[Passage provided]
To put it briefly, these characters, while filling personality profiles that are pretty standard in superhero team books, are diverse in their outlooks and skillsets, and none of this has anything to do with them having vaginas.
Of course, there are still some problems.
First and foremost, the credit page for each issue is a sausage fest. Both the writer and artist for this first arc are male, as are the inkers. It’s not until you get to the colorist credits that you see any female names (and while colorists are very important to the artwork, they don’t do much to affect what’s presented on the page). The book’s two editors are female, which is good, but unfortunately I don’t know how the editorial structure at Marvel works and there’s always like five people in the editorial chain, meaning that I don’t know if these editors are just focusing on pacing and plotting, or if they have any power to tell the writer and artist “these pages need to be redone because you undermined the mood of the interrogation scene by having Psylocke stick her butt in the air when she’s supposed to look intimidating.” And that sums up my biggest gripe about the book. It’s a competent story, and the characters are treated with respect, but the art still indulges too often in sexy poses for the sake of sexy poses. I know that’s a common problem in mainstream comics, but it still needs to be pointed out or else it becomes invisible and no one does anything to change it.

[Action item A]
According to the comic review, at which credits do female names first appear?
[Action item B]
Reproduce the comic review word for word, from "To put it briefly, these" up to and including "them having vaginas.".
The listing is not needed for any of this work.

[Supplied material]
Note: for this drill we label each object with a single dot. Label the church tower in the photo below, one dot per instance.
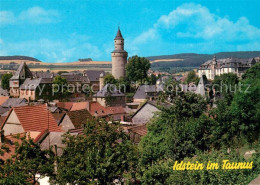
(119, 56)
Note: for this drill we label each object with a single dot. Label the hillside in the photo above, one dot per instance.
(195, 60)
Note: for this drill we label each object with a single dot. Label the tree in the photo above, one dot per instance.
(28, 161)
(219, 176)
(153, 79)
(245, 107)
(137, 68)
(172, 129)
(5, 80)
(60, 87)
(100, 155)
(192, 77)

[Exercise solution A]
Female names first appear in the colorist credits.

[Exercise solution B]
To put it briefly, these characters, while filling personality profiles that are pretty standard in superhero team books, are diverse in their outlooks and skillsets, and none of this has anything to do with them having vaginas.